------ BLOCO DE TEXTO

Andando por uma ruela da Lapa vi, de longe, uma placa esmaltada com os dizeres: “Trocamos bateria de todos os tipos de relógio”. Pensei com os meus botões: Se trocam bateria de todos os tipos de relógio, quem sabe não trabalham também com correntinhas de couro para todo tipo de relógio, inclusive o dos cosmonautas soviéticos?

Atravessei a rua, entrei na lojinha, uma lojinha bem simples. Tinha apenas um balcão meio vitrine, de madeira maciça e vidro, quatro relógios cuco dependurados na parede, todos funcionando, mas cada um marcando uma hora diferente.

Atrás do balcão, Seu Odair, 82 anos, o relojoeiro. Tirei meu relógio do bolso e mostrei a ele. Pegou, olhou de um lado, do outro, examinou bem e comentou:

– Relógio de qualidade.

Quando comecei a perguntar se tinha a correntinha de couro, ele já estava abrindo uma enorme gaveta embutida no balcão. Um espanto! Naquela gaveta tinha todo tipo de correntinha, inclusive a de couro que tanto procurava. Ele ainda perguntou de que cor eu queria. Tinha marrom e azul. Preferi a marrom, um marrom bem escuro.

Seu Odair buscou um monóculo meio lupa que só relojoeiro tem e começou a examinar o maquinário. Foi assim que ele chamou aquelas pecinhas minúsculas no interior do meu relógio. Limpou, trocou a bateria, fechou e colocou a correntinha de couro. Ainda pegou uma flanelinha e fez uma limpeza, deixando o danado novinho em folha.

Por tudo isso paguei 30 reais. Perguntei quanto tempo tinha aquela lojinha ali na Lapa e ele foi logo respondendo:

– Quarenta e cinco anos!

E completou:

– Mas estou fechando.

Perguntei porque estava fechando aquela simpática lojinha de relógios que tinha, inclusive, uma correntinha do tamanho certinho para o relógio dos cosmonautas soviéticos. Ele brincou:

– Devido ao adiantado da idade.

Foi aí que ele me confessou seus 82 anos de idade que carregava nas costas. Disse que já estava na hora de se aposentar, não sei se fazendo um trocadilho. E disse que estava fechando o comércio, principalmente porque ninguém mais quer usar relógio de pulso.

------------

**QUESTÃO BREVE A:**
De acordo com o texto sobre o relojoeiro da Lapa, há quanto tempo a lojinha de Seu Odair funcionava ali?
**QUESTÃO BREVE B:**
Dê continuidade ao texto sobre o relojoeiro da Lapa a partir da última frase apresentada.
As entradas que vêm a seguir não têm nenhum papel nesta atividade.

------ CONTEÚDO DOS DADOS

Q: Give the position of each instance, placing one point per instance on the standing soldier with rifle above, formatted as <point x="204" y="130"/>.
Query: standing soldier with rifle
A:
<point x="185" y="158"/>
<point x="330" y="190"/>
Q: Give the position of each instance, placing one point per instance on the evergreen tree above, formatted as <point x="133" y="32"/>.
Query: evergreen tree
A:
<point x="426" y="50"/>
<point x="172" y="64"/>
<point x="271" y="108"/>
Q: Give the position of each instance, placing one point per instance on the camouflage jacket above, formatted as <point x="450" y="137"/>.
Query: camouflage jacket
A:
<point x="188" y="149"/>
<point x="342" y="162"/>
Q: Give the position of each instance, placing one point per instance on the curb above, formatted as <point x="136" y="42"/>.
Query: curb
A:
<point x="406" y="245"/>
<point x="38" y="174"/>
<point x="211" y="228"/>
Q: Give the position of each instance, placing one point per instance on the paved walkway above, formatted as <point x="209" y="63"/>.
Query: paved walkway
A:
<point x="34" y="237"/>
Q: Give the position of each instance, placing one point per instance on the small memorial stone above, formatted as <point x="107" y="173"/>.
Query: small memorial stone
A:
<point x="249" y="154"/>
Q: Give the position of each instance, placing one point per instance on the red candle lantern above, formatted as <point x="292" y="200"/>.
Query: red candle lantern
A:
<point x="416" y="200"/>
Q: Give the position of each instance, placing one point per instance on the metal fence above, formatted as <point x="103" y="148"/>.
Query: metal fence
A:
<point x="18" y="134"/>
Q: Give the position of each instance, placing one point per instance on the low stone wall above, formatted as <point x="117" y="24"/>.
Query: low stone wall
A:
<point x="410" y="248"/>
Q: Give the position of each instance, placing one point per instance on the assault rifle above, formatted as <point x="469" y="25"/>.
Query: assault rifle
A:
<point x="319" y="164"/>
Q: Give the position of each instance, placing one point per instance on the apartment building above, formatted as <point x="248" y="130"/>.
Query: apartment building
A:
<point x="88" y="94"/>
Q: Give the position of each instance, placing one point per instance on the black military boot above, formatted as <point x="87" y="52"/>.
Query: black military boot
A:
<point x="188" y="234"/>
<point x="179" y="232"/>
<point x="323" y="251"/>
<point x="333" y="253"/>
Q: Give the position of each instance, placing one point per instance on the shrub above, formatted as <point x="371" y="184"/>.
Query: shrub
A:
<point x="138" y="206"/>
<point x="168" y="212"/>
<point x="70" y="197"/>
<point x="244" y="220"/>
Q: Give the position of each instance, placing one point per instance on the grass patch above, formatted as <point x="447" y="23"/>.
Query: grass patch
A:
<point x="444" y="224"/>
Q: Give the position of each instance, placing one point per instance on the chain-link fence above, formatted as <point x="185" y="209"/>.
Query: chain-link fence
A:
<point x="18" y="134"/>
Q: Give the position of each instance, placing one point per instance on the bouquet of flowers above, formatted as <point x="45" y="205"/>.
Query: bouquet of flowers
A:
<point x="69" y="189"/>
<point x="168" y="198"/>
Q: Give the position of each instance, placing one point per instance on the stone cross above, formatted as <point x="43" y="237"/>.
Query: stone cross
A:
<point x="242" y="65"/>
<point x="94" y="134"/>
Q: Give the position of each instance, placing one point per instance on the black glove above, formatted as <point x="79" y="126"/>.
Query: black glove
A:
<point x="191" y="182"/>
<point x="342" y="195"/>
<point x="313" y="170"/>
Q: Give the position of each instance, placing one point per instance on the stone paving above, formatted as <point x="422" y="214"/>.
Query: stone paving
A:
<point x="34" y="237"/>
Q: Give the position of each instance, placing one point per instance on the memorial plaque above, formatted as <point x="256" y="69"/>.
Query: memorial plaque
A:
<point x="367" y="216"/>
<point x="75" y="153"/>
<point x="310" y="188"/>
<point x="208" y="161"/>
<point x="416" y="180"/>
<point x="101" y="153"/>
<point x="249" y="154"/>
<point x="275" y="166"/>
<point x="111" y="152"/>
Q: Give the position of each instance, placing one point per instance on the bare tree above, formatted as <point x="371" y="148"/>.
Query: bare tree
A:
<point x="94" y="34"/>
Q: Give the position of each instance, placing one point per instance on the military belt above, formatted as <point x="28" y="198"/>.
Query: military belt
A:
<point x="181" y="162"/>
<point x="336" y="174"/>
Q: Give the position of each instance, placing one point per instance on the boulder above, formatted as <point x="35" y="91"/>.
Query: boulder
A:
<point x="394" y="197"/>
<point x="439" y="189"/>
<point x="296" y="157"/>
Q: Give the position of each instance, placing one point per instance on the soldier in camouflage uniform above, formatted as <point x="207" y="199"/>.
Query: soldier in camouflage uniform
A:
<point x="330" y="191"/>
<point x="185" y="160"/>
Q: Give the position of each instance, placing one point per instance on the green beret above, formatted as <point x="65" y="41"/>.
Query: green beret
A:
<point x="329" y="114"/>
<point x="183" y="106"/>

------------

**RESPOSTA DA TAREFA A:**
Há quarenta e cinco anos.

**RESPOSTA DA TAREFA B:**
– Todo mundo hoje olha as horas no celular.

Brinquei com ele que eu era um especialista em coisas do tipo o mundo acabou e comecei a enumerar o que me veio na cabeça e que tinha desaparecido do mapa.

O lenço de pano, a TV  em preto e branco, a caneta tinteiro, o mata-borrão, a máquina de escrever, o telefone de disco, a radiola, o bambolê, o pega-varetas, o baralho do Mico Preto, a ficha da Telesp, o envelope verde e amarelo e por ai fui.

Seu Odair arregalou os olhos azuis e o papo foi longe, nem preciso dizer aqui. Perguntei a ele o que iria fazer com aqueles quatro relógios cuco na parede e ele me confessou que já tinha vendido para um antiquário. Não só os quatro cucos mas tudo que ainda restava na loja, inclusive um relógio de bolso que foi do seu pai e que ele guardava numa caixinha, não no bolso.

– Tenho medo de sair com ele na rua e ser assaltado.

Confessei a ele que se soubesse, e se ele ainda não tivesse vendido os cucos, juntaria todas as minha economias para arrematar um daqueles que estava na parede, talvez aquele que quando fui me despedir do Seu Odair, abriu a portinha e o passarinho cantou como se fosse uma hora.

– Cuco!

Na verdade, já eram mais de cinco horas da tarde.